### Listed entries
-*-*-
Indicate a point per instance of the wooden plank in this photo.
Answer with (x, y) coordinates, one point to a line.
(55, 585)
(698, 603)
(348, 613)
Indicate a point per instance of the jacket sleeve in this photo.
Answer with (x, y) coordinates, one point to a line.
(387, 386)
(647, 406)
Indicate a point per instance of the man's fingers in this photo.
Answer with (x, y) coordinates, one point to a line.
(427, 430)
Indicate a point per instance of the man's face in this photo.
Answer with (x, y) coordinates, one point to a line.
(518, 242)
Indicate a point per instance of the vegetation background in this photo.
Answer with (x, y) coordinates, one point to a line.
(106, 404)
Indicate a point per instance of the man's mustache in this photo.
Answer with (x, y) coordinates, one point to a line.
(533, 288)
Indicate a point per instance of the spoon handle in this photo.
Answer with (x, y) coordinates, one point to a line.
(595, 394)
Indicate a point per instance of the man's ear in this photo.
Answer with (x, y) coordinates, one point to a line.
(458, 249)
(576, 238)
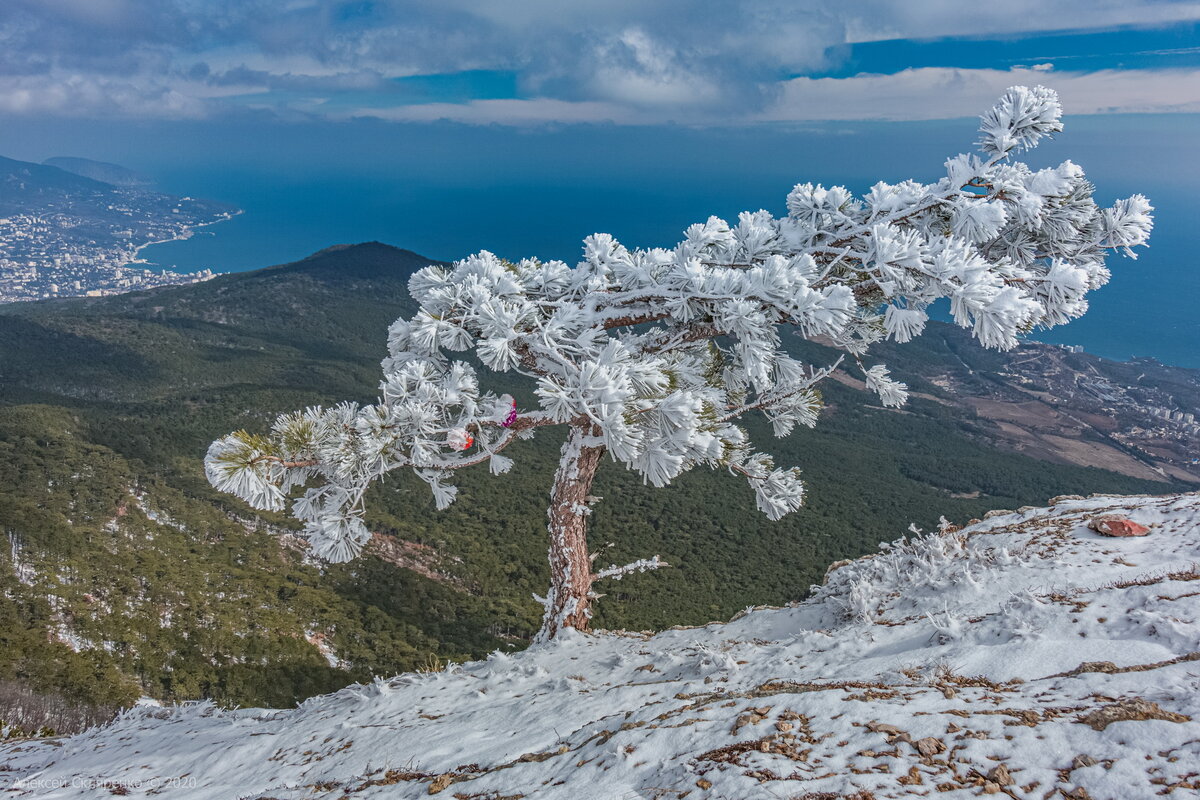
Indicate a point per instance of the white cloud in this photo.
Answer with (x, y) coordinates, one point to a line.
(504, 112)
(936, 92)
(630, 61)
(882, 19)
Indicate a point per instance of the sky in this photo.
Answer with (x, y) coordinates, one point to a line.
-*-*-
### Goal of the exercise
Pull out each line of the listing that holds the string "Indicate".

### Output for this task
Indicate a point per instance of the wooden plank in this photo.
Indicate a point per instance of the jacket sleeve in this photo.
Indicate a point per instance of the man's fingers in this photo.
Indicate a point per instance of the man's face in this photo.
Indicate a point per instance of the vegetation background in this photo.
Indicate a point per instance of the man's mustache in this photo.
Indicate a point per instance of the spoon handle in this photo.
Indicate a point per instance of the man's ear in this photo.
Indicate a point per instance of the white cloud in this photo.
Indicate a point per instance of the sky in this photo.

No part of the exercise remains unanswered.